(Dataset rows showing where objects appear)
-- start --
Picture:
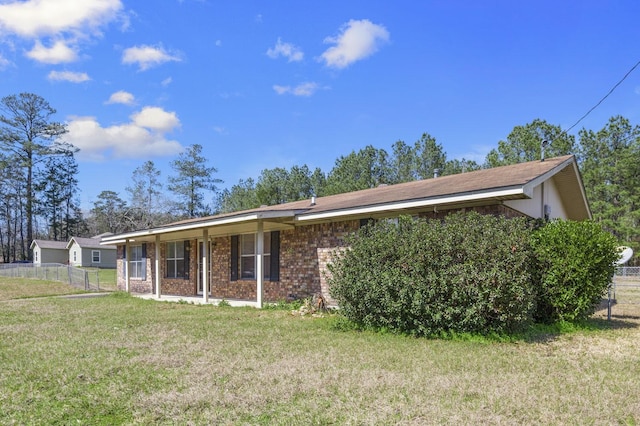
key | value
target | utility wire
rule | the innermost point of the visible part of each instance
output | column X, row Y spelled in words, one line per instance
column 605, row 97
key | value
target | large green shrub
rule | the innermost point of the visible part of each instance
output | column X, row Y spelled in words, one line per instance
column 466, row 273
column 575, row 264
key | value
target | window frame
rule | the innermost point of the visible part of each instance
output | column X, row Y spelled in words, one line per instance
column 137, row 262
column 244, row 258
column 177, row 267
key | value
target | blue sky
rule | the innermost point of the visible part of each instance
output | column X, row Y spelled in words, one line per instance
column 275, row 84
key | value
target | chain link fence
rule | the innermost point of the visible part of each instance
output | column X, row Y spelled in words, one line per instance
column 86, row 279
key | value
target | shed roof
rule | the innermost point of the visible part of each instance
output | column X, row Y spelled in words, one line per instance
column 48, row 244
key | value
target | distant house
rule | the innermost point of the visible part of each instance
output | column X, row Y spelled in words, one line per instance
column 45, row 251
column 281, row 252
column 89, row 252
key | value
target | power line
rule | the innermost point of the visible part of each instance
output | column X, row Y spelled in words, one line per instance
column 605, row 97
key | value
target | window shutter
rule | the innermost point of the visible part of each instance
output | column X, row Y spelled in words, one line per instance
column 275, row 256
column 234, row 257
column 187, row 257
column 124, row 261
column 144, row 261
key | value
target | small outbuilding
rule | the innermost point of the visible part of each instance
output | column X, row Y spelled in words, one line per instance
column 88, row 252
column 46, row 251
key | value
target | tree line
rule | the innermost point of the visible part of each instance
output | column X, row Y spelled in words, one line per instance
column 39, row 197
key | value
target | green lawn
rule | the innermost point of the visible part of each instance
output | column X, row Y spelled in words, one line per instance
column 121, row 360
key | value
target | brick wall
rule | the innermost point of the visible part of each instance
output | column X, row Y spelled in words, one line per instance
column 305, row 252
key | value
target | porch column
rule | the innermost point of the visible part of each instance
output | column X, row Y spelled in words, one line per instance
column 157, row 267
column 127, row 255
column 205, row 265
column 259, row 265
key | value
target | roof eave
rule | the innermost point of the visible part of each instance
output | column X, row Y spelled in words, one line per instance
column 505, row 193
column 211, row 223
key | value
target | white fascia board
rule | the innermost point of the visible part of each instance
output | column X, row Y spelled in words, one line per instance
column 412, row 204
column 113, row 242
column 118, row 239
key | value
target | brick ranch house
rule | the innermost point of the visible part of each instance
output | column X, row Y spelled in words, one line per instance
column 280, row 252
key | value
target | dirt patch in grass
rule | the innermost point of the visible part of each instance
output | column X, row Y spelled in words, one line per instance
column 24, row 288
column 122, row 360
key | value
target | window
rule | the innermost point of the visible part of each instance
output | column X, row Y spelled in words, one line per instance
column 243, row 256
column 178, row 259
column 137, row 262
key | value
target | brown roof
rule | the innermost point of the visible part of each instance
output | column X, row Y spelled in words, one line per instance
column 476, row 182
column 88, row 243
column 48, row 244
column 501, row 183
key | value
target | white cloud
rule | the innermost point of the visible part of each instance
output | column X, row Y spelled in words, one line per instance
column 143, row 137
column 357, row 40
column 4, row 62
column 303, row 89
column 64, row 23
column 36, row 18
column 147, row 56
column 72, row 77
column 56, row 54
column 121, row 97
column 156, row 118
column 287, row 50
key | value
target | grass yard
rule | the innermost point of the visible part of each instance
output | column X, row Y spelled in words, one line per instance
column 20, row 288
column 121, row 360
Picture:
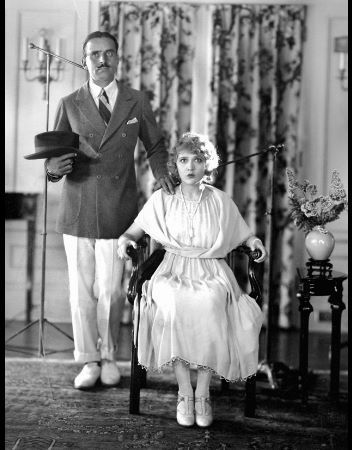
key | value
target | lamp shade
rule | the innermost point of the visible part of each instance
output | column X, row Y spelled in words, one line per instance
column 341, row 44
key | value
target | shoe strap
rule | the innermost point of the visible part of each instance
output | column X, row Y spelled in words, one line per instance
column 203, row 401
column 189, row 403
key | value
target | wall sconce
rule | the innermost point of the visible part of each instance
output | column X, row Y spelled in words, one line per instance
column 341, row 47
column 40, row 70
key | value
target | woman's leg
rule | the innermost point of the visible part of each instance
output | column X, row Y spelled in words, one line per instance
column 183, row 377
column 203, row 383
column 202, row 405
column 185, row 399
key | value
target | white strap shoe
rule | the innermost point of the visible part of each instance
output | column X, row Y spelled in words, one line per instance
column 204, row 412
column 87, row 377
column 185, row 410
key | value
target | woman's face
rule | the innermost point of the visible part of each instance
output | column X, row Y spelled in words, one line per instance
column 190, row 166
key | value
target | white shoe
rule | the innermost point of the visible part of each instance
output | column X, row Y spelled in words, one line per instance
column 87, row 377
column 110, row 374
column 204, row 413
column 185, row 410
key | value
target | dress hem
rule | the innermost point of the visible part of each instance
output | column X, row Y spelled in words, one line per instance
column 199, row 366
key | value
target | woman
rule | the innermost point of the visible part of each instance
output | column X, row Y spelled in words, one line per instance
column 193, row 312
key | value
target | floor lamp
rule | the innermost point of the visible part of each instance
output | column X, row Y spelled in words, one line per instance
column 42, row 321
column 270, row 369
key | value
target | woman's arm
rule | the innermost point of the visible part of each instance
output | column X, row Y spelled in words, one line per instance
column 129, row 237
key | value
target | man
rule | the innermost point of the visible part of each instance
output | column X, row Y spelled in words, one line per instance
column 99, row 200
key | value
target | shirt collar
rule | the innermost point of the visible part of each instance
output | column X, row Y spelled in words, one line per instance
column 110, row 89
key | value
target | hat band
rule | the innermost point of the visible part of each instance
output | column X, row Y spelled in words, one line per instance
column 49, row 146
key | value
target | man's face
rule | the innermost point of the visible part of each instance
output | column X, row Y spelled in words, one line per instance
column 101, row 60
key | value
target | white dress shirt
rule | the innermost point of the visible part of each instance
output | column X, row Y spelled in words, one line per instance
column 111, row 91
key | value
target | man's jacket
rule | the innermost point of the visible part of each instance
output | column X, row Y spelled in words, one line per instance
column 99, row 197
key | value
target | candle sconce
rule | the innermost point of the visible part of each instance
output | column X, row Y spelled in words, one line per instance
column 341, row 47
column 41, row 69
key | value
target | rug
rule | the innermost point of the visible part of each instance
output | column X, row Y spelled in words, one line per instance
column 42, row 410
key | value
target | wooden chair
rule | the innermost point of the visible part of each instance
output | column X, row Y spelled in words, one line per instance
column 143, row 268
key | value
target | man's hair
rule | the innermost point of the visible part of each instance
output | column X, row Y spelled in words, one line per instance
column 99, row 34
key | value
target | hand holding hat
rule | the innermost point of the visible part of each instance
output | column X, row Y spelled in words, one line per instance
column 58, row 143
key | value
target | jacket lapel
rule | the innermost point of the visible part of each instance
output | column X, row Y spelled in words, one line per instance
column 119, row 115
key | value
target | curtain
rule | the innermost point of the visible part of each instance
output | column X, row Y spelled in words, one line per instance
column 255, row 71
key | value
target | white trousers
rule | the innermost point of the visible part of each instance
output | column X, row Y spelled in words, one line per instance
column 96, row 296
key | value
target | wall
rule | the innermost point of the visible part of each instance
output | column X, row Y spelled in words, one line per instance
column 26, row 116
column 323, row 137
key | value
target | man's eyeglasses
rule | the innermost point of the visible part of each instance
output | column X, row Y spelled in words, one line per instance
column 97, row 55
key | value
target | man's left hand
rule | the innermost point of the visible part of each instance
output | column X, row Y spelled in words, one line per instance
column 167, row 183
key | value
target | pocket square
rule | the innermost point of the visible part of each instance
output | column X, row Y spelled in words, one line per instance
column 134, row 120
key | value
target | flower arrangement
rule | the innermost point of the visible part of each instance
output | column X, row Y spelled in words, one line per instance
column 309, row 209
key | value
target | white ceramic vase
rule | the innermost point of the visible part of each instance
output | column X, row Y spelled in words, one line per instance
column 319, row 243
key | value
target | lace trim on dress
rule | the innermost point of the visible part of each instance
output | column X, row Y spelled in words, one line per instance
column 199, row 366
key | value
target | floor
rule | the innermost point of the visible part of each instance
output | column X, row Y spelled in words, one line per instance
column 42, row 410
column 285, row 345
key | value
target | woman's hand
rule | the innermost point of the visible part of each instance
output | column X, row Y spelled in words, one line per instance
column 124, row 242
column 255, row 243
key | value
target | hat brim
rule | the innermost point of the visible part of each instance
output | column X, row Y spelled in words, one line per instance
column 52, row 152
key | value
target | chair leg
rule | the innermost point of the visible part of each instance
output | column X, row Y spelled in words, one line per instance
column 143, row 377
column 135, row 383
column 225, row 385
column 250, row 397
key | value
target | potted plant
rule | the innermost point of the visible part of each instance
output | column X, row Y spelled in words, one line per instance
column 311, row 212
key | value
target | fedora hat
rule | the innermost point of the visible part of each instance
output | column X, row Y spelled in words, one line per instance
column 54, row 143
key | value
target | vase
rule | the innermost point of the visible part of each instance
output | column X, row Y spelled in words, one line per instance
column 319, row 243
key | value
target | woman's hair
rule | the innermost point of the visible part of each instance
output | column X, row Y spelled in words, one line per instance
column 200, row 145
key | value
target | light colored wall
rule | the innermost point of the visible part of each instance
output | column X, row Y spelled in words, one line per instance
column 323, row 137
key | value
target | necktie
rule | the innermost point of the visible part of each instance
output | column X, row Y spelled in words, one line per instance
column 104, row 107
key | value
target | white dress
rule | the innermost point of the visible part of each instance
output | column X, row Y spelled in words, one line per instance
column 193, row 309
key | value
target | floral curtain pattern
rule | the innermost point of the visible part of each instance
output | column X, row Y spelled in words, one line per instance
column 257, row 60
column 255, row 90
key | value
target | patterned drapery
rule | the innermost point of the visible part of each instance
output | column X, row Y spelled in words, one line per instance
column 254, row 93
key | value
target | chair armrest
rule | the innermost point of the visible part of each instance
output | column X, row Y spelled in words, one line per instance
column 256, row 292
column 141, row 271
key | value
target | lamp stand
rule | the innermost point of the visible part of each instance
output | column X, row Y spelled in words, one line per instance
column 42, row 321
-- end --
• _Set problem_
Gather and copy out every line in the rows above that contains the word "woman".

• _Answer to this problem_
target | woman's leg
target | woman's face
target | woman
target | woman's arm
target | woman's hand
target | woman's hair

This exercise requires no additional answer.